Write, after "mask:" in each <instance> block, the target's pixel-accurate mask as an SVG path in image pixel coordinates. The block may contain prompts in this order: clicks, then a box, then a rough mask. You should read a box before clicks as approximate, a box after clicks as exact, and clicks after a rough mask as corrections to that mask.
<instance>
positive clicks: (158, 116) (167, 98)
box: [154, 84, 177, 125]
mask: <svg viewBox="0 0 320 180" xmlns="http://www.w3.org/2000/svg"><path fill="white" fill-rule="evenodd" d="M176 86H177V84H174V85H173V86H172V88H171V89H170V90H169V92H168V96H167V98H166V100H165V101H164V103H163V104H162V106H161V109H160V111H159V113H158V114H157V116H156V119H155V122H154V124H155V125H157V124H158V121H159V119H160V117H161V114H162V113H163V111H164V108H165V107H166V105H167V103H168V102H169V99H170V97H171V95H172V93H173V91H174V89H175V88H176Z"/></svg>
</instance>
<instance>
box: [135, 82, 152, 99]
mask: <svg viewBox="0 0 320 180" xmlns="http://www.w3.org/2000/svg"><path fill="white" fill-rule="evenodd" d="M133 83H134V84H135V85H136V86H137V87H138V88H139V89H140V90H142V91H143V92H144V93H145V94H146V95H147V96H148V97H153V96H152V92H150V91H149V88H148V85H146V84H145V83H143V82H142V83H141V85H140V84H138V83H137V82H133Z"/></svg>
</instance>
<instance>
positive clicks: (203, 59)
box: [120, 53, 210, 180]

ABOUT THIS EXERCISE. Transcribe the lines above precisely, keeping each one unchanged.

EXERCISE OUTPUT.
Write, after "mask:" in each <instance> block, the target's pixel-accurate mask as an SVG path in image pixel coordinates. The block may contain prompts in this order: clicks, then a box, then a rough mask. You should read a box before clicks as approximate, a box after clicks as exact, and clicks after a rough mask as corrections to that mask.
<instance>
positive clicks: (158, 116) (167, 98)
box: [154, 84, 177, 125]
mask: <svg viewBox="0 0 320 180" xmlns="http://www.w3.org/2000/svg"><path fill="white" fill-rule="evenodd" d="M176 86H177V84H174V85H173V86H172V88H171V89H170V90H169V92H168V96H167V98H166V100H165V101H164V103H163V104H162V106H161V109H160V111H159V113H158V114H157V116H156V119H155V122H154V124H155V125H157V124H158V121H159V119H160V117H161V114H162V113H163V111H164V108H165V107H166V105H167V103H168V102H169V99H170V97H171V95H172V93H173V91H174V89H175V88H176Z"/></svg>
</instance>
<instance>
box: [135, 82, 152, 99]
mask: <svg viewBox="0 0 320 180" xmlns="http://www.w3.org/2000/svg"><path fill="white" fill-rule="evenodd" d="M133 83H134V84H135V85H136V86H137V87H138V88H139V89H140V90H142V91H143V92H144V93H145V94H146V95H147V96H148V97H153V96H152V92H150V91H149V88H148V85H146V84H145V83H143V82H142V83H141V85H140V84H138V83H137V82H133Z"/></svg>
</instance>
<instance>
positive clicks: (203, 59)
box: [120, 53, 210, 180]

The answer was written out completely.